== QUOTED TEXT ==

# Standard Deviation of Averages

1. May 13, 2013

### SamBam77

I am measuring the thickness of many identically prepared objects. In order to obtain the most accurate value, I measure each object multiple times, in different locations, and average these values to get the average thickness of that object, along with the standard deviation. But I am really interested in the thickness of the average object prepared with this technique. So I produce many objects in the same way and, using the same instrument, measure each object’s average thickness.

At this point, I have a set of averages:
Object_1: µ_1 ± σ_1
Object_2: µ_2 ± σ_2

Object_i: µ_i ± σ_i
Where µ_i and σ_i are the average thickness and standard deviation of the ith object.

How would I go about computing the overall average thickness, and its standard deviation, from these data?

To find the overall average, I know it should be:
µ_overall = (N_1 * µ_1 + N_2 * µ_2 + … + N_i * µ_i) / (N_1 + N_2 + … + N_i)
and if each sample’s average is computed using the same number of measurements, this simplifies to just the average of the averages,
µ_overall = (µ_1 + µ_2 + … + µ_i) / i

But what about the standard deviations? I am not sure.
Does it have to do something with sum of the squares of the individual standard deviations (variances)?

And a related concept question that I am not clear on in my mind at this point:
Let’s say that the measurements performed on each object, individually, have a very narrow standard deviation, but the average that results from each object’s measurement vary greatly between objects.
The resulting overall standard deviation must be large, right?
1. The problem statement, all variables and given/known data

2. Relevant equations

3. The attempt at a solution

2. May 14, 2013

### haruspex

Why not just treat all measurements as one big dataset and take the standard deviation of that?

3. May 15, 2013

### SamBam77

Is that statistically valid? I am not sure.

I was hoping for a solution that would make use of the averages and deviations that I already calculated.

4. May 15, 2013

### haruspex

Knowing the number of samples in each dataset, and the average and s.d. of each dataset, you can recover the sum and sum of squares of each. Thus you can compute the sum and sum of squares of the entire collection.

5. May 16, 2013

### Ray Vickson

I think your notation leaves out some important distinctions: in models of this type we typically have parameters $\mu$ and $\sigma$ that are unknown. We typically estimate these by using a sample mean $m = \bar{x}$ and a sample standard deviation $s = \sqrt{s^2}$, where we often use a so-called unbiased estimator $s^2$ of $\sigma^2$. (This will give a slightly biased estimate of $\sigma$ itself, but nobody worries much about that, as getting unbiased estimates of $\sigma$ is a really difficult problem.) So, in your problem, are the $\mu_i$ and $\sigma_i$ truly the unknown, unobservable parameters, or did you really mean $m_i$ and $s_i$?

===
== DATA SEGMENT ==

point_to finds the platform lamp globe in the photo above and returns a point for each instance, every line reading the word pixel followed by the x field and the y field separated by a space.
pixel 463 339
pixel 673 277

===

*TASK STATEMENT*: Continue the forum thread on combining standard deviations of averages from the point where it stops.

*RESULT FOR THIS EXERCISE*:
How you treat the data depends on what you want to do. If you really think there can be significant differences between the objects (that is, different underlying $\mu_i$) then combining all the data into a single vs. aggregating the different $s_i^2$ values somehow can yield very different results. In fact, if all the $\sigma_i$ are equal to some common $\sigma$ (but, of course, the $s_i$ are different because of random fluctuations), then you are dealing with the types of questions involved in ANOVA (Analysis of Variance)----which looks at differences in means by examining variance). If the two types of variance calculations give very different results, you can take that a signal that the $\mu_i$ are not all the same.

So, for example, if your different $i$ correspond to items produced on the same machine but at different times of the day, or different days of the week, or under different weather conditions, then you are looking to see if there are time-of-day or day-of-week or weather-related effects. (Many types of industrial process are affected quite a bit by such factors.) Or, in a quality-control scenario, you may be trying to ascertain if a process has drifted out of control, etc.

There seem to be few on-line sources of notes and explanations about ANOVA (although there are lots of on-line calculators, etc.), so looking in a book may still be your best bet. However, I did find one somewhat useful page: http://en.wikipedia.org/wiki/One-way_analysis_of_variance . The other Wiki article on ANOVA leaves a lot to the imagination.